## SET TASK:
Can you give the listing again from its very start through the line containing "M 129 87 L 139", with "mask" replaced by "outline" and everything else unchanged? Leave the pictures out.

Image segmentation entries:
# # # # #
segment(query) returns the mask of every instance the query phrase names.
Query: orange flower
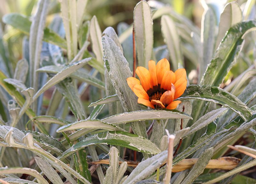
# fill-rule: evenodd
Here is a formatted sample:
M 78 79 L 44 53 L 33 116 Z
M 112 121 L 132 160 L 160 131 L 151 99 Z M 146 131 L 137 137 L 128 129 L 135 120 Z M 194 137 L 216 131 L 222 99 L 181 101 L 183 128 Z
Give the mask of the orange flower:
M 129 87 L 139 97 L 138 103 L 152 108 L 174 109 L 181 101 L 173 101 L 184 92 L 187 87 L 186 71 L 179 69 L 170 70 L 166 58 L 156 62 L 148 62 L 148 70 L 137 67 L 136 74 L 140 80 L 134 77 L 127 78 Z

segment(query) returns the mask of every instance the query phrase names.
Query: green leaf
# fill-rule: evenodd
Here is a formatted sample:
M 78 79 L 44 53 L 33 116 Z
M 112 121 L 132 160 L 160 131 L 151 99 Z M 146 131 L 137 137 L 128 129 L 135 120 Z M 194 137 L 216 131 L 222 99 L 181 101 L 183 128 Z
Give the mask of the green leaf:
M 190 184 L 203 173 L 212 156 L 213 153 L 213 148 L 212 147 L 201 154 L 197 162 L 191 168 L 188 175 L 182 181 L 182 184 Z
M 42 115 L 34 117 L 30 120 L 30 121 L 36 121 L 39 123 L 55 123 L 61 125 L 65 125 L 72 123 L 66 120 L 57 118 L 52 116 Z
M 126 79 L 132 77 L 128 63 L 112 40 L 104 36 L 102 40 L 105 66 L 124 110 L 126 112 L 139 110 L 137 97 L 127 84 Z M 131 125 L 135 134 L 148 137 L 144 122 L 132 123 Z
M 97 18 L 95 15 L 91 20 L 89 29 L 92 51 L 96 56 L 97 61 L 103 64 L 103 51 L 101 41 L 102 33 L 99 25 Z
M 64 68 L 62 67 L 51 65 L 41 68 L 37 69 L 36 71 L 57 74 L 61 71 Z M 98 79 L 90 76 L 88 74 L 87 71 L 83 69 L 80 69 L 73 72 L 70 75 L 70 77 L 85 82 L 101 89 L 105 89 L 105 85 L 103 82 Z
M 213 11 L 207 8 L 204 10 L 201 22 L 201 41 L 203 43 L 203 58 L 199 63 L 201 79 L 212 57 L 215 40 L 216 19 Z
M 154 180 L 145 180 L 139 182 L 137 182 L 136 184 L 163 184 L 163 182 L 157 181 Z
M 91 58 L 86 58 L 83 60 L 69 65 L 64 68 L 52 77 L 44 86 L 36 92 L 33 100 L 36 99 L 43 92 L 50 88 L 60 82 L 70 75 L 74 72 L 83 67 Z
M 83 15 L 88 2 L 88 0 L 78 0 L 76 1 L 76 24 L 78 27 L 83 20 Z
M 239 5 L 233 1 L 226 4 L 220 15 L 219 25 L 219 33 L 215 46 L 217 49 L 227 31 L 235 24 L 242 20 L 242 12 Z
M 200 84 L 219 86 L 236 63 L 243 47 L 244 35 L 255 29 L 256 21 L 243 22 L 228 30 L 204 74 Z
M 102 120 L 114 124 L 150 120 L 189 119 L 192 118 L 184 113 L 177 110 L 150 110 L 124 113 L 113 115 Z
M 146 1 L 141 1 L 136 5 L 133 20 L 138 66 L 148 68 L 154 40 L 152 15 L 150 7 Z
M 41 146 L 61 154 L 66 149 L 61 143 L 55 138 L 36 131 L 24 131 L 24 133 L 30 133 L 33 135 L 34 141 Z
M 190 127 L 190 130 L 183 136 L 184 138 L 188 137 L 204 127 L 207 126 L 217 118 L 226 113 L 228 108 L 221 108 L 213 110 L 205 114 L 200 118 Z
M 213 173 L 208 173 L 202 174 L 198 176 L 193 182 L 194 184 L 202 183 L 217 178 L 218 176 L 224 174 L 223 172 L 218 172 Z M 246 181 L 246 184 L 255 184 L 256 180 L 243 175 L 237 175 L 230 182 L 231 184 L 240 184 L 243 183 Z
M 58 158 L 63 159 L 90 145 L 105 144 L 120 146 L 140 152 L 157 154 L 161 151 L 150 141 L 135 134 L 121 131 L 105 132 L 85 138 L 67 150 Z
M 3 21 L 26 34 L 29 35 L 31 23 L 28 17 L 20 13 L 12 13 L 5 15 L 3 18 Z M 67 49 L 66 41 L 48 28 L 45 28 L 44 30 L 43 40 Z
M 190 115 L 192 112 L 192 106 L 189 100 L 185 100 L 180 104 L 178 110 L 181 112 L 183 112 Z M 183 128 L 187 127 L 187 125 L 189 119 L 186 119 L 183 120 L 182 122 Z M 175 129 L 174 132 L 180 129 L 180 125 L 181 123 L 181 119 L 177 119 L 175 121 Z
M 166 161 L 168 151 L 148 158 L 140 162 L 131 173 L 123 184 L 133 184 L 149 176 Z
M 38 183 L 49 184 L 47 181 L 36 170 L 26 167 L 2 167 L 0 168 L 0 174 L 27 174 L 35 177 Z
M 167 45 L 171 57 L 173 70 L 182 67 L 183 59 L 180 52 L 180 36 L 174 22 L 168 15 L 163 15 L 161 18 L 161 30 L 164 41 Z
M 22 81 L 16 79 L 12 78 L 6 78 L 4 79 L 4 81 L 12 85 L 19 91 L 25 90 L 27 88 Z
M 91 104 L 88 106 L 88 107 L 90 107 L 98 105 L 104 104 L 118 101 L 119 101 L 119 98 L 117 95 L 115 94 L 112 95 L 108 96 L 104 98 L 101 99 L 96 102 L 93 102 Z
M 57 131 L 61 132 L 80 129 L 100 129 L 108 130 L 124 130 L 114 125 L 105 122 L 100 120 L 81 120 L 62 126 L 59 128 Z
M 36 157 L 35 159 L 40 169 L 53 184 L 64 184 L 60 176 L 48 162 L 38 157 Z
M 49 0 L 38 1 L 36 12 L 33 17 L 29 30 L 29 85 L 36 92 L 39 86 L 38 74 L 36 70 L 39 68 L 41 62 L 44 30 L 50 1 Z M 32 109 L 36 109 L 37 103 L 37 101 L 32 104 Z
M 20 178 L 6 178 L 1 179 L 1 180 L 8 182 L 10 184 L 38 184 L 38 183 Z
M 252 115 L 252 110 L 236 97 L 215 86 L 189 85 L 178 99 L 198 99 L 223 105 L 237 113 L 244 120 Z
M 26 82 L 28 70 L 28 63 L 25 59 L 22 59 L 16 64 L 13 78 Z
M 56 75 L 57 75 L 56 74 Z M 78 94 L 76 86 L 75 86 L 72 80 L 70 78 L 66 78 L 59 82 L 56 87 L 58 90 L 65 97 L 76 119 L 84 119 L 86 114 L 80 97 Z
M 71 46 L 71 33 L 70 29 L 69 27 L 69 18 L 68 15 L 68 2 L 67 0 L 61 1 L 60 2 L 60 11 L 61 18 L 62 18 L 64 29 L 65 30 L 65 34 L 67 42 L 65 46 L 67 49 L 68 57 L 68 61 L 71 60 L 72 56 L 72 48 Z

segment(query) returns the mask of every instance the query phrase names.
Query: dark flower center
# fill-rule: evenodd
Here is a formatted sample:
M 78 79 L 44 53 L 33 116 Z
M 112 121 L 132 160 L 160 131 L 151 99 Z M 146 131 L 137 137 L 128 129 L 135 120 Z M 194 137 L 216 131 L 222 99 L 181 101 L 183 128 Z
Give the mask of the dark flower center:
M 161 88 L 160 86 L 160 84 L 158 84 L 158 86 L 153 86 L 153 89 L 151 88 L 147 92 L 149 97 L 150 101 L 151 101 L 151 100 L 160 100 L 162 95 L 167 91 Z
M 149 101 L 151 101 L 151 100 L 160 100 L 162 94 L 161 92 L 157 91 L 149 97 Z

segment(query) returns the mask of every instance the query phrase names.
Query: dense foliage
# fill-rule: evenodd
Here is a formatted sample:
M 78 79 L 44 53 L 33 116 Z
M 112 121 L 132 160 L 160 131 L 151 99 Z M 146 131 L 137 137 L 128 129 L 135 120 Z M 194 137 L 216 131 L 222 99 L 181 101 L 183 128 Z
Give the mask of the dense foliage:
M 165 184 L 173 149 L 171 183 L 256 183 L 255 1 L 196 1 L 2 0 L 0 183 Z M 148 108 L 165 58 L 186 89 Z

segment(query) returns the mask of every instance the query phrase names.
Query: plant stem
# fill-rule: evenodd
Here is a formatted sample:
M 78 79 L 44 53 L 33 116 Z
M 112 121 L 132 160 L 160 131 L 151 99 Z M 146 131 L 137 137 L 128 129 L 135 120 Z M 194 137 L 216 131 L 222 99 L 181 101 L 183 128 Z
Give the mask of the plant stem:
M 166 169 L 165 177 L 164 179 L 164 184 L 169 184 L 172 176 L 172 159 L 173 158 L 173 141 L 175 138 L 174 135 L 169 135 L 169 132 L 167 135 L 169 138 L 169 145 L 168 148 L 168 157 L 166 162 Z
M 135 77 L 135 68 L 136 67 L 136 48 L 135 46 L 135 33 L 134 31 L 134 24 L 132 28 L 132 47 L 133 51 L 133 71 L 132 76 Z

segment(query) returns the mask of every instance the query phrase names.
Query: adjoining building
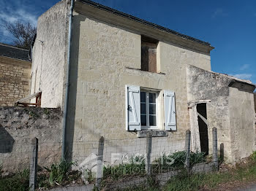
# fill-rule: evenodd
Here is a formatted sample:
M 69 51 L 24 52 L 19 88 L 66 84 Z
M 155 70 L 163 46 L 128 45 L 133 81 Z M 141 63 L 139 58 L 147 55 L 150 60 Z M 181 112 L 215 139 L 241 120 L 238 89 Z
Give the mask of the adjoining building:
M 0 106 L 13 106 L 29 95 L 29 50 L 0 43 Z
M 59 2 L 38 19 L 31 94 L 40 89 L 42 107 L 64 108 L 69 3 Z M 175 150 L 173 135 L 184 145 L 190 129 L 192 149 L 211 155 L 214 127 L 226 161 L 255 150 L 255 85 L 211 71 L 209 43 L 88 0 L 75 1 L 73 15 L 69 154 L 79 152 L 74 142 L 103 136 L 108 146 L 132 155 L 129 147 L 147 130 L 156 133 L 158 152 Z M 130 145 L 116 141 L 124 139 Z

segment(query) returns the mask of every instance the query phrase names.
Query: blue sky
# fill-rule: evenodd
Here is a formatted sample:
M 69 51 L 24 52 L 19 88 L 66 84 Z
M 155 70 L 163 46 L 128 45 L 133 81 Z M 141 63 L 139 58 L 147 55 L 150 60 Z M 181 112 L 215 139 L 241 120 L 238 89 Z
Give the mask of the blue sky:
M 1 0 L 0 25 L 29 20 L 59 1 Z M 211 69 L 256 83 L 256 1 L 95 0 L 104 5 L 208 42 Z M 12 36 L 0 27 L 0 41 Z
# # # # #
## SOLUTION:
segment(query) returns the outline of every instance the query phrase names.
Query: orange flower
# fill-rule: evenodd
Here is a formatted sample:
M 78 79 L 44 53 L 33 116 Z
M 112 121 L 132 160 L 160 131 L 151 99 Z M 146 131 L 137 137 L 128 129 L 135 120 Z M 194 137 L 216 131 L 222 99 L 181 101 L 183 128 Z
Give the outline of the orange flower:
M 129 87 L 139 97 L 138 103 L 152 108 L 174 109 L 181 101 L 173 101 L 184 92 L 187 87 L 186 71 L 179 69 L 170 70 L 166 58 L 156 62 L 148 62 L 148 70 L 137 67 L 136 74 L 140 80 L 134 77 L 127 78 Z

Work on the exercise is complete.